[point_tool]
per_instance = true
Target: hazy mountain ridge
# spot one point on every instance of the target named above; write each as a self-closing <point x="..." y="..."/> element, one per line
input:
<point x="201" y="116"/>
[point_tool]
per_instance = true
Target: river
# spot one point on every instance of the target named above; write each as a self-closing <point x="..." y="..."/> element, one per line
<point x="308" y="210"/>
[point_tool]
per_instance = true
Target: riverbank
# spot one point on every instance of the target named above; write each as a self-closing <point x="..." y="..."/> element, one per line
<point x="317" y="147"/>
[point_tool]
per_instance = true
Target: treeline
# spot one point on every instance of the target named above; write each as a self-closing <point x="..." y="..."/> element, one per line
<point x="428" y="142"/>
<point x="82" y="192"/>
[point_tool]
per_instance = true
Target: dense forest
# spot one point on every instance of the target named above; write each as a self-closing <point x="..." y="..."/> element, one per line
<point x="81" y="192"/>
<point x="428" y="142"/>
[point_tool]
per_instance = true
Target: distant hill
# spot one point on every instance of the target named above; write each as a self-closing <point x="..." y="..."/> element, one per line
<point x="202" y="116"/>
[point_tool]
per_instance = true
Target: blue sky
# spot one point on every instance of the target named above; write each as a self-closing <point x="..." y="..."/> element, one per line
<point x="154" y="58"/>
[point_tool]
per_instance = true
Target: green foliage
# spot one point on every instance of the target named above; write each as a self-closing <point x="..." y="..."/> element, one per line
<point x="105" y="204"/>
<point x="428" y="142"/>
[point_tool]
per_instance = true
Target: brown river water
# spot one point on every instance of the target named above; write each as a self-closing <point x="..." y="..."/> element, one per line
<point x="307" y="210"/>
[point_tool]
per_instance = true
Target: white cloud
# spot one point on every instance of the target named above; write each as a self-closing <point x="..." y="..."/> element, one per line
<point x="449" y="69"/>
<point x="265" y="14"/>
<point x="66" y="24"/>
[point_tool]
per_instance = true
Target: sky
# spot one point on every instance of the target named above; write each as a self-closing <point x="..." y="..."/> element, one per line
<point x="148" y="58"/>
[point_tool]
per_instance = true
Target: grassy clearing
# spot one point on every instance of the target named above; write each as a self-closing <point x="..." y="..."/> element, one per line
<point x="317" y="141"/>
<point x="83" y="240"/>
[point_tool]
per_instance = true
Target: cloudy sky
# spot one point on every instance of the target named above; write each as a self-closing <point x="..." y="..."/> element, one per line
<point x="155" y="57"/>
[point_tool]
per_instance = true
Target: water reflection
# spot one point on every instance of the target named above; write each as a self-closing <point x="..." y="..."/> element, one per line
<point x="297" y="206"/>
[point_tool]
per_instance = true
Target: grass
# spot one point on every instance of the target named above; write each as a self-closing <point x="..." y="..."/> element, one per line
++++++++
▶ [The task]: Determine how many lines above hold the word "water", then give only that number.

▶ [Answer box]: 2